INPUT MATERIAL:
+ + + +

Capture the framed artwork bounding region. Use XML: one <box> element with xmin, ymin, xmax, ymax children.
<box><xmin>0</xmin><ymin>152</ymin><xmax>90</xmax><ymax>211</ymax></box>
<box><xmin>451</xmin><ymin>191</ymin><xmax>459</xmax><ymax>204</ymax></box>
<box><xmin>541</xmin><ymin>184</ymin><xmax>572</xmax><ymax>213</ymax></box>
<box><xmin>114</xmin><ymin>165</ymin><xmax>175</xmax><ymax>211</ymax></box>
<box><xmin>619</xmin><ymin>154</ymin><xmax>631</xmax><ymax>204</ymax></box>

+ + + +

YOUR TASK: Keep the wording exact. Give all of the records again.

RESPONSE:
Capture the framed artwork bounding region. Use XML: one <box> element with xmin, ymin, xmax, ymax children.
<box><xmin>0</xmin><ymin>152</ymin><xmax>90</xmax><ymax>211</ymax></box>
<box><xmin>451</xmin><ymin>191</ymin><xmax>459</xmax><ymax>204</ymax></box>
<box><xmin>541</xmin><ymin>184</ymin><xmax>572</xmax><ymax>213</ymax></box>
<box><xmin>114</xmin><ymin>165</ymin><xmax>175</xmax><ymax>211</ymax></box>
<box><xmin>619</xmin><ymin>154</ymin><xmax>631</xmax><ymax>204</ymax></box>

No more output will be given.